We are now moving into a quieter time here at Ballicherry which mainly consists of spraying, roguing seed wheat and barley crops and tidying up around the farm in preparation for harvest.

We usually spend a few days making silage for the sheep, but we have enough high quality silage/haylage left over from last year that we won’t need to make any this year. A few of our grass fields have also been pulled back into the arable rotation for a few years, so it suits us not to make silage to ensure we have enough grazing.

Lambs have all been wormed and vaccinated with Ovi-vac for Pasturella and Clostridial diseases. We don’t normally vaccinate lambs, however, we were advised to do so by our vet following a number of cases of pneumonia in young lambs.

Carrot lifting is now finished after what feels like a long and busy six weeks lifting five to six days a week, alongside drilling next year’s crop. The dry weather has definitely impacted establishment of our cover crops which are patchy in places, and after the recent wetter spell, seem to be getting a bit swamped by weeds. However, the earlier dry spell may have helped to improve the underground biomass of the oil radish, as when I pulled a few plants last week the roots were down a good 10 + cm already.

### RECORDED DATA
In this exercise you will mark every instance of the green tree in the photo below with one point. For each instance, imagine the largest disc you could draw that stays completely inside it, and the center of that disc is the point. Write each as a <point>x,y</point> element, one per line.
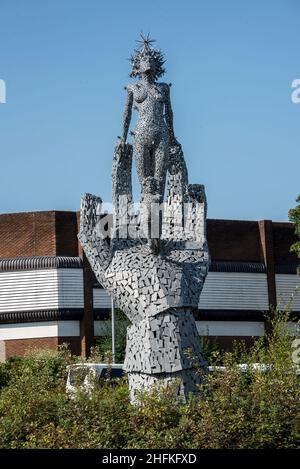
<point>294,217</point>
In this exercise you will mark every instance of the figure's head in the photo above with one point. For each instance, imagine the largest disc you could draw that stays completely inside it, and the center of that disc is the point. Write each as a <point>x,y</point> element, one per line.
<point>147,60</point>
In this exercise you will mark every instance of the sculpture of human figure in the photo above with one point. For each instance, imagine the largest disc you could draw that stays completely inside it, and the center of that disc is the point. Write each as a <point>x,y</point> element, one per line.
<point>154,133</point>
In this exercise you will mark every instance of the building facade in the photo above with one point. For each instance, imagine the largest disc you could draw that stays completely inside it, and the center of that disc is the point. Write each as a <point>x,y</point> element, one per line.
<point>48,294</point>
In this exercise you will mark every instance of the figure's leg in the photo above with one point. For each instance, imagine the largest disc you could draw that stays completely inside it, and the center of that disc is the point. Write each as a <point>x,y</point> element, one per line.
<point>144,164</point>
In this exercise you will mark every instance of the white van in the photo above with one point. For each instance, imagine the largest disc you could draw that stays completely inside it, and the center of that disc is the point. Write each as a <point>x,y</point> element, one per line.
<point>85,376</point>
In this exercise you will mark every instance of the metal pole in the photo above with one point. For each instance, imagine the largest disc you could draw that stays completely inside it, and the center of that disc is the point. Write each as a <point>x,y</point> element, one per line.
<point>113,341</point>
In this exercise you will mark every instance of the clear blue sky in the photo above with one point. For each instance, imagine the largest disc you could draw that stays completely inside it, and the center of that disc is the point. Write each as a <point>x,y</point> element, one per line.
<point>231,64</point>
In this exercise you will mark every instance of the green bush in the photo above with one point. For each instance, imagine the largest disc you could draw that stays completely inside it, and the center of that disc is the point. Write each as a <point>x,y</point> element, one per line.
<point>234,409</point>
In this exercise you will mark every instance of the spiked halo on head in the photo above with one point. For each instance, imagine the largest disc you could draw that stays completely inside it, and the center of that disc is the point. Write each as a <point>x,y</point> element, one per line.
<point>145,50</point>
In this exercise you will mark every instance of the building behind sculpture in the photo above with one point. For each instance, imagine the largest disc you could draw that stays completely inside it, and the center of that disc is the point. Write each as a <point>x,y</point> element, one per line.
<point>48,294</point>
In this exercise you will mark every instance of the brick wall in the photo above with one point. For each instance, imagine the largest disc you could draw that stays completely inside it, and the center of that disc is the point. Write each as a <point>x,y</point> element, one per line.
<point>38,234</point>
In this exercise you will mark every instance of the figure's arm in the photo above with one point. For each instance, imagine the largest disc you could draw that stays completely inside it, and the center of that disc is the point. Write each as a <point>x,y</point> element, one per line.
<point>169,116</point>
<point>127,114</point>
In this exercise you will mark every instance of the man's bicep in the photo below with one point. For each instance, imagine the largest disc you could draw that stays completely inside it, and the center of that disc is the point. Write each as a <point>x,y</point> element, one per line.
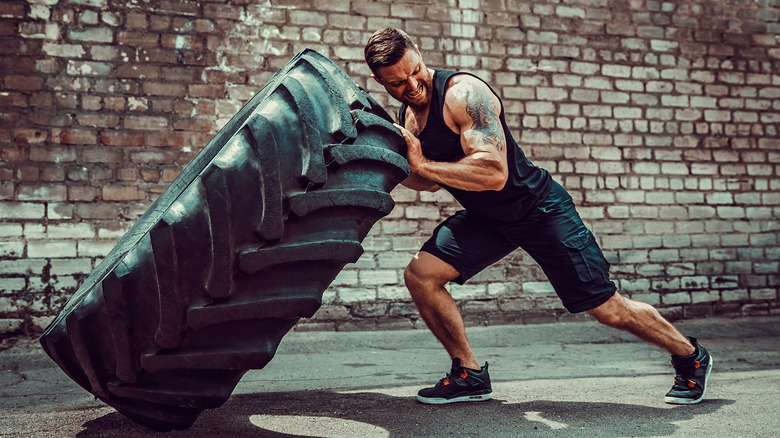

### PROBLEM REQUIREMENTS
According to the Ballicherry farm update, why were the lambs vaccinated this year?

### OUTPUT OF THE TASK
Their vet advised it after a number of cases of pneumonia in young lambs.